__Фрагмент документа__.
Иннокентий Анненский
Письма
А. Ф. КОНИ[1]
Глубокоуважаемый Анатолий Федорович!
С живейшим интересом прочел я первую статью Вашу о Д. А. Ровинском,[2] которую Вы так любезно прислали Вашему искреннему почитателю.
Еще один венок на могилу, и еще один яркий урок живущим!
Характеристику, Вами написанную, я бы назвал «идеологическою» личность Ровинского не господствует безраздельно на страницах Вашего очерка, она не рассматривается в увеличительное стекло не <1 нрзб.>, не поднимается искусственно. Ровинский для Вас дорог как носитель и проводник известной «системы идей». А между тем мимоходом бросается свет и на очень любопытные явления общего характера: как, например, уживается в личности кабинетный труд с так называемой практической деятельностью? Мне кажется даже, что для меня теперь выясняется и любовь Ровинского к карикатуре и некоторая «жестокость» его таланта, и предпочтение, которое он отдавал портрету перед другими формами живописи, гравюре перед другими способами изображения…
Простите за эти небрежные строки, набросанные под непосредственным впечатлением Ваших страниц.

__Выдержки из записей__.
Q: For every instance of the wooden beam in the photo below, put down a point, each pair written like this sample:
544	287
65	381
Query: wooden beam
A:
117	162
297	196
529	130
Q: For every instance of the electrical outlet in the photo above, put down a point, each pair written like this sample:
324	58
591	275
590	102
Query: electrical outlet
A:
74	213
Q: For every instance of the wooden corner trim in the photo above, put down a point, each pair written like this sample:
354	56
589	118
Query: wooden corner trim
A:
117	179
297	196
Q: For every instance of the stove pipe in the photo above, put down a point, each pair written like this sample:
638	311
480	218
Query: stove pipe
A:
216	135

__Короткое задание 1__. О ком была статья, которую Кони прислал автору письма к А. Ф. Кони?
__Короткое задание 2__. Верните из письма к А. Ф. Кони точный отрывок: от слов «Иннокентий Анненский» до слов «яркий урок живущим!» включительно.

__Итоговый результат 1__. О Д. А. Ровинском.

__Итоговый результат 2__.
Иннокентий Анненский
Письма
А. Ф. КОНИ[1]
Глубокоуважаемый Анатолий Федорович!
С живейшим интересом прочел я первую статью Вашу о Д. А. Ровинском,[2] которую Вы так любезно прислали Вашему искреннему почитателю.
Еще один венок на могилу, и еще один яркий урок живущим!